*Work instructions*
[a] From the forum excerpt, list every SMTP command that the client sends to stimson.state.gov during the swaks session.
[b] Copy word for word the portion of the forum excerpt that opens with the words containing "Both of these are" and closes with "Connected to stimson.state.gov.".

I catch myself doing it all the time. And I bet if you think about it really
hard, you do too.

This was a good reminder to me to stop and think about my personal security
practices.

------
tem5050
Are we sure she didn't use PGP/S-MIME?

------
dredmorbius
Though this piece has at least modestly more technical foundation than much of
the earlier coverage of this story (it doesn't claim that MX Logic's servers
were located in Clinton's private residence, as an early AP story tried to
ascertain from WHOIS registration records), it's still a tad breathless.

    
    
        $ host -t mx state.gov
        state.gov mail is handled by 20 haig-ee.state.gov.
        state.gov mail is handled by 20 stimson.state.gov.
        $ host haig-ee.state.gov.; host stimson.state.gov.
        haig-ee.state.gov has address 169.253.194.10
        stimson.state.gov has address 169.252.4.131
    

Both of these are direct allocations to Department of State. A swaks check
shows that both of these will accept non-TLS email:

    
    
        $ swaks --from nobody@example.com --to test@state.gov --server stimson.state.gov
        === Trying stimson.state.gov:25...
        === Connected to stimson.state.gov.
        <-  220 stimson.state.gov ESMTP
         -> EHLO mjolnir
        <-  250-stimson.state.gov
        <-  250-8BITMIME
        <-  250-SIZE 31457280
        <-  250 STARTTLS
         -> MAIL FROM:<nobody@example.com>
        <-  250 sender <nobody@example.com> ok
         -> RCPT TO:<test@state.gov>
        <-  250 recipient <test@state.gov> ok
         -> DATA
        <-  354 go ahead
         -> Date: Tue, 17 Mar 2015 14:12:13 -0700
         -> To: test@state.gov
         -> From: nobody@example.com
         -> Subject: test Tue, 17 Mar 2015 14:12:13 -0700
         -> X-Mailer: swaks v20130209.0 jetmore.org/john/code/swaks/
         ->
         -> This is a test mailing
         ->
         -> .
        <-  250 ok:  Message 19002797 accepted
         -> QUIT
        <-  221 stimson.state.gov
        === Connection closed with remote host.

*Recorded data*
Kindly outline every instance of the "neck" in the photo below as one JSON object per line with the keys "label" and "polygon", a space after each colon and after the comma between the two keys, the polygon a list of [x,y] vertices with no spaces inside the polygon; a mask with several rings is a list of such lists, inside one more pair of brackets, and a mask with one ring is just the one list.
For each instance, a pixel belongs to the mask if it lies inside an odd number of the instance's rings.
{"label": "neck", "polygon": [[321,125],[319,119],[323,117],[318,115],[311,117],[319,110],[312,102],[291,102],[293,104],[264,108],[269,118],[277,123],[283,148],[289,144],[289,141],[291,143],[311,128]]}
--
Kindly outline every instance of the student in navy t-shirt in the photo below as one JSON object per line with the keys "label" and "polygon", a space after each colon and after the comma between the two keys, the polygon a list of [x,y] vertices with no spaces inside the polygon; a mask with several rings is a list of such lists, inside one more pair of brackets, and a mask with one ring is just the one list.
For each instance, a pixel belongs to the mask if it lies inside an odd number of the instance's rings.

*Answers to each task*
[a] EHLO, MAIL FROM, RCPT TO, DATA, QUIT

[b]
Both of these are direct allocations to Department of State. A swaks check
shows that both of these will accept non-TLS email:

    
    
        $ swaks --from nobody@example.com --to test@state.gov --server stimson.state.gov
        === Trying stimson.state.gov:25...
        === Connected to stimson.state.gov.